(Brief) Please copy out every one of the entries below word for word, with no changes.

(Information provided)
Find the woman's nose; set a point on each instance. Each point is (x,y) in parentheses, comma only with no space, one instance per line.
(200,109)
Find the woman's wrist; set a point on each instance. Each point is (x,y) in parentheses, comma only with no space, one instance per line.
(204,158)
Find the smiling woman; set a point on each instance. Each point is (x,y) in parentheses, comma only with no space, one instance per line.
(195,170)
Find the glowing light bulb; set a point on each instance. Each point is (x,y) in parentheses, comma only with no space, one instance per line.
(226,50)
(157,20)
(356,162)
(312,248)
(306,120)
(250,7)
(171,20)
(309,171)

(Exercise answer)
Find the woman's nose; set a point on each instance. Each point is (x,y) in parentheses, comma only with no space, one instance per line.
(200,109)
Find the woman's wrist; set a point on each instance. Each point is (x,y) in parentheses, comma only with no space, one instance per line.
(204,158)
Find the smiling woman; set a point on each instance. Each point is (x,y) in parentheses, comma only with no space, one instance per line.
(195,170)
Find the glowing light bulb; set a point on each instance. Each point is (x,y) in parentheses, comma only with no space, one instance per line.
(226,50)
(157,20)
(356,162)
(312,248)
(306,120)
(250,7)
(171,20)
(309,171)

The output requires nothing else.